TASK PROMPT »
Please answer these questions using the discussion excerpt below.
1. What percentile performance are the interviewers described as demanding?
2. What reason did Andre 3000 give for choosing the three chords for the song?
3. Which word would need to replace "and" in the list of 10 languages for the last writer to be less critical of the page?

** START OF SOURCE EXCERPT **

This may be a case where where the extreme rigor of the interview process and tolerance of false negatives may hurt large companies and create an opportunity for small startups and individuals. Here's why - a candidate who is very very talented at CS but also learned history and literature might come in at 90%ile, but let's say it's nearly impossible to come in higher than that without neglecting those other topics. However, the interviewers are all demanding a 95%ile+ performance. As a result, they pass on the more well rounded candidate.

It's even more insidious than this - because they select for the 95%ile, and it is very very rare to be able to achieve this feat without a single minded focus on CS, the people doing the interviewing will be at best faintly aware, and possibly completely unaware, of what they are missing.

Before getting too irritated, though, remember that any blind spot on the part of a large company is an opportunity for a small, nimble one. This is largely what is going on, I think, when you read those stories about talented programmers getting rejected by google and Facebook and coming back 5 years later to sell them a company for 100 times what their salary would have been. Of course, it's a much higher risk path that requires being broke for a while, and may just not be an option for people with other substantial life obligations.

There's this story I really liked about Andre 3000 (sorry, no link, just something I read, may be apocryphal). During an interview, he was asked how he chose the three chords for the song, and his answer was that he was learning guitar and those were the three chords he knew so far. So he took just the slightest bit of knowledge and turned into something great.

I read this at a time when I went to a music store and saw an incredible guitarist doing such impressive things with his instrument that he drew a small crowd. He wasn't just showing off, he was the local instructor. I believe he was also available for small gigs, weddings, parties, that sort of thing.

A lot of companies would pass on Andre 3000[1], and hire the awesome guitar playing dude, because Andre 3000 wouldn't be able to play a Bflat scale on demand or explain the circle of fifths or sight read a medium complexity piece of music at at least 150bpm. And I'm not knocking those skills, if you're a musician, by all means, yes, learn those things. But if that's all you focus on, to the exclusion of more creative things (and there's enough complexity that you could easily do so), you will starve other important things.

[1] prior to the hit. eventually, accomplishments do speak for themselves.


By

> I loathe this kind of thing

I meant "academic learnings." "Learnings" is not a word in the English language.

When I see writing that is this bad, it evokes, to me, an image of an Indian student who effectively only learned math/computer science/engineering, and does not have a sufficiently broad education to think critically and independently about anything else.


As much as you might loathe it, learnings is now a word (and has been used intermittently for a new centuries [1]) so deal with it.

Additionally, Indian students do the best they can given the limited resources (we have). And even when they do have broad education it's not going to be about Mozart and effect of WWII on the western nations - they will always be out of context when it comes to western culture. It's the same kind of lack of ability to think (or express without getting eyebrows raised) about everything else that you might be showing here.

[1] http://en.wiktionary.org/wiki/learnings


Seems more like you are a provincial person who is not aware that English has many dialects.


Why does it have to be an Indian student? Your point would be equally valid without racist generalizations.


edit: To put it more simply, a stereotype is not the same thing as racism.


I happened to learn all of them. It's not necessary, but it's also not unrealistic.


I'm sure there are others who have learned many of these languages as well, but that doesn't mean it's not unrealistic. It probably also depends on how we define "learn".

One of the (many) problems with this page is that it is geared towards computer science students (see header or URL). Listing 10 languages (with an "and", not an "or") may give a student the impression that he/she needs to add these 10 languages to their repertoire in order to be a successful engineer.

I'd be less critical of the page if it listed "or" instead of "and".

** END OF SOURCE EXCERPT **
** START OF DATA ROWS **

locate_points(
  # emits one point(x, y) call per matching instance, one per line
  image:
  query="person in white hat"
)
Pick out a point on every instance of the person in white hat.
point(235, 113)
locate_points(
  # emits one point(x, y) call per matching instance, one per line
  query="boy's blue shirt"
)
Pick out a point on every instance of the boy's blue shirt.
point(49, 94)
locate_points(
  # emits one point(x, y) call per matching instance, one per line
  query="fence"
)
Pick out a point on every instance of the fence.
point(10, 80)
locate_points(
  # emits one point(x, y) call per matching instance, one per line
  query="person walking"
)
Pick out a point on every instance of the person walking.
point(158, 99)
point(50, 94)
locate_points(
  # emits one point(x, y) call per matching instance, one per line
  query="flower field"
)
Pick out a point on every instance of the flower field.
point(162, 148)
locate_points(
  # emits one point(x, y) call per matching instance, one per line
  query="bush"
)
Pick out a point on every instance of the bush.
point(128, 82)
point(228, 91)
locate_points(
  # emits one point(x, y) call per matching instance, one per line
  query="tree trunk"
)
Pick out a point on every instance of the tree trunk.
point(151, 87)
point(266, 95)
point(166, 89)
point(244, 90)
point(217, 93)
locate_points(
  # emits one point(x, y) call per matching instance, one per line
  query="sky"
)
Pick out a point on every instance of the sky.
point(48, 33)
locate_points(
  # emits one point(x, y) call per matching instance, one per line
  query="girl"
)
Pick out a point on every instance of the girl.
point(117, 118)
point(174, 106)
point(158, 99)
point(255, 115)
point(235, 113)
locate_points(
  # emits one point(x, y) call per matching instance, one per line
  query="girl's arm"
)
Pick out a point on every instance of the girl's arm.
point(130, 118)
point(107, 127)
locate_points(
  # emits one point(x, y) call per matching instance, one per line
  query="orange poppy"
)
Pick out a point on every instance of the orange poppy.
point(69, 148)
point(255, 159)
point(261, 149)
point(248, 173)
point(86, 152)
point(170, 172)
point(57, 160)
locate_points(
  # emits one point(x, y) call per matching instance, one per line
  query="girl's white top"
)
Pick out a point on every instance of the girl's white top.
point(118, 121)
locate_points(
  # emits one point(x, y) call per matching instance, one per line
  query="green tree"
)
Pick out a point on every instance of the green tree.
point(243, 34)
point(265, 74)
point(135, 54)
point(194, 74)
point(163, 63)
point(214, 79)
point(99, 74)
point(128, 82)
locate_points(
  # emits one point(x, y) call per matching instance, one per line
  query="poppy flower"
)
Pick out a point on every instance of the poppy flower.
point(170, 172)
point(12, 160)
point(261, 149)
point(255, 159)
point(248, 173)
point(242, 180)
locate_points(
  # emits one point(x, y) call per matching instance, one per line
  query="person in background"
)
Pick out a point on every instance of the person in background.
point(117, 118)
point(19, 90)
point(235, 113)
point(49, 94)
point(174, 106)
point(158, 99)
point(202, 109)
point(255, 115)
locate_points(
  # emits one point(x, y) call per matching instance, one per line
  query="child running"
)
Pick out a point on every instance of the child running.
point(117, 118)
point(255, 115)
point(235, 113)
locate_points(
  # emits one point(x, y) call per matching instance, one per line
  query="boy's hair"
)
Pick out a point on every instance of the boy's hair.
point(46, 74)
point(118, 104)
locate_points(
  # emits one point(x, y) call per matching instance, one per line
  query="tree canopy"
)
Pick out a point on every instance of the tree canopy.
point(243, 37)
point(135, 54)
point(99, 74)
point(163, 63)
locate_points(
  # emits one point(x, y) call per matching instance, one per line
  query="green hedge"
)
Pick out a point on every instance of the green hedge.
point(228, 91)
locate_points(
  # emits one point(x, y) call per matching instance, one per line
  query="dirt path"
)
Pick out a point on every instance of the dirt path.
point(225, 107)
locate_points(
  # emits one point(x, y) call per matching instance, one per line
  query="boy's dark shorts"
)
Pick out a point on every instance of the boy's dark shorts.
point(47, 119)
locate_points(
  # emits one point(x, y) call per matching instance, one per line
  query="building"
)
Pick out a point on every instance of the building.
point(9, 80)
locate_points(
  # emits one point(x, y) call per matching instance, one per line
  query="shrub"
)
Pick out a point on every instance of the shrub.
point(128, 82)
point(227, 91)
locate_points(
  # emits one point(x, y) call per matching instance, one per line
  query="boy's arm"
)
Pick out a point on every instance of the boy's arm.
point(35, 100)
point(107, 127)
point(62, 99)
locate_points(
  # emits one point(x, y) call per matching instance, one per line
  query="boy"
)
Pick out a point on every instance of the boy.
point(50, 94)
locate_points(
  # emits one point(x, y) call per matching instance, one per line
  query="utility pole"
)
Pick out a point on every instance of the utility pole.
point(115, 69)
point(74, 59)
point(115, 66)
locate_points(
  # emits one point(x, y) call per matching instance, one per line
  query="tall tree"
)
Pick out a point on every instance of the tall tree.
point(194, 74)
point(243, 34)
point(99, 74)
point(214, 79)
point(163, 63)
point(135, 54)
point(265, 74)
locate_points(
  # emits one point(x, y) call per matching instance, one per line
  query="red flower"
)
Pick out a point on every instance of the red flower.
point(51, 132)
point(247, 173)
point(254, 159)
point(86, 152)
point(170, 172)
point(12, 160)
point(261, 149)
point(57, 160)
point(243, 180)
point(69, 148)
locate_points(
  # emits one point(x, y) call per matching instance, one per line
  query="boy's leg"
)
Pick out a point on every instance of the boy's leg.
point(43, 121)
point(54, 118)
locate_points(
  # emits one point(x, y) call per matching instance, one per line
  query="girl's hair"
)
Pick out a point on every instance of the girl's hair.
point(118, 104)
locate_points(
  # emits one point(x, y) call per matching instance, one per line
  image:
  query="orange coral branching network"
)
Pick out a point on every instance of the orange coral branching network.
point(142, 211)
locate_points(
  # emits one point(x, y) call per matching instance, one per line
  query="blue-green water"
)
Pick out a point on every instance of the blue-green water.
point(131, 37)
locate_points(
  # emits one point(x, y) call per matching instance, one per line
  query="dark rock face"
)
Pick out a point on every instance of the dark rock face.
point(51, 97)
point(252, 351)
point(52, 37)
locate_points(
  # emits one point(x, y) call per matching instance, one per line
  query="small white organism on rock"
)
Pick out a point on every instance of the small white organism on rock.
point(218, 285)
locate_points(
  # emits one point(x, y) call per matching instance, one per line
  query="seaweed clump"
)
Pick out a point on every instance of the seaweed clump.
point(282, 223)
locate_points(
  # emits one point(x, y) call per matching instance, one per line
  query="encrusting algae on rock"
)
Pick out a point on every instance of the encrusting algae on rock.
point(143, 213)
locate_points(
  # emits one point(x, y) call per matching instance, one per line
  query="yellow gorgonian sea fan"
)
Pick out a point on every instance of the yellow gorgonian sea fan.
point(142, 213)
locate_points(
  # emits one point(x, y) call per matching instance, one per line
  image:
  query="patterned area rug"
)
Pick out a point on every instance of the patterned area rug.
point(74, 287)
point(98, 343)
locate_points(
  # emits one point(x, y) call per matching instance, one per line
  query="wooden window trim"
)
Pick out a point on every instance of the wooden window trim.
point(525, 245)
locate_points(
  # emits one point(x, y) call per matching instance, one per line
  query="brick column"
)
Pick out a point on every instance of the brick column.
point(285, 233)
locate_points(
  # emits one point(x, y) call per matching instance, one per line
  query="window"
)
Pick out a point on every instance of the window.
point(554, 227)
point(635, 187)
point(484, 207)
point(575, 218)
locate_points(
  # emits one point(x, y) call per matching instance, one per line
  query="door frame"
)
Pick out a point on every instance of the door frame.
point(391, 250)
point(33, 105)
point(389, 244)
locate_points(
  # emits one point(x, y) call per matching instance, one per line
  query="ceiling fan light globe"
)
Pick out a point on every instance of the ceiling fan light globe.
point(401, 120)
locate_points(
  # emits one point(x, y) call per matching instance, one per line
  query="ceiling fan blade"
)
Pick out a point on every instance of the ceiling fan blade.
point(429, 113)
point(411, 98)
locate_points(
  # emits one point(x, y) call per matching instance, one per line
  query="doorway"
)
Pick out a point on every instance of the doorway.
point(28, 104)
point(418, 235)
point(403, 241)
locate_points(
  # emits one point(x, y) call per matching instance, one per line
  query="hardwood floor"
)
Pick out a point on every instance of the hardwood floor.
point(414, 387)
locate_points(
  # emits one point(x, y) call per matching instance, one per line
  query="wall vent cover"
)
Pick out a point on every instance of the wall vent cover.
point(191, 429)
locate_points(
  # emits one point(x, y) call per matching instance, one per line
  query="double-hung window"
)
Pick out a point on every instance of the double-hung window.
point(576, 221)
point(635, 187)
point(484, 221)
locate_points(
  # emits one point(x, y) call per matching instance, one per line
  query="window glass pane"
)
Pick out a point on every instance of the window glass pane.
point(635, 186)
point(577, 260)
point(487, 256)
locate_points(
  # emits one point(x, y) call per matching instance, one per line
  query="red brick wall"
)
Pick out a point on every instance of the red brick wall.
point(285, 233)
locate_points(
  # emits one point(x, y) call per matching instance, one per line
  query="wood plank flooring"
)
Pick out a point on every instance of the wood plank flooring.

** END OF DATA ROWS **

EXPECTED ANSWER »
1. A 95%ile+ performance.
2. He was learning guitar, and those were the three chords he knew so far.
3. "Or."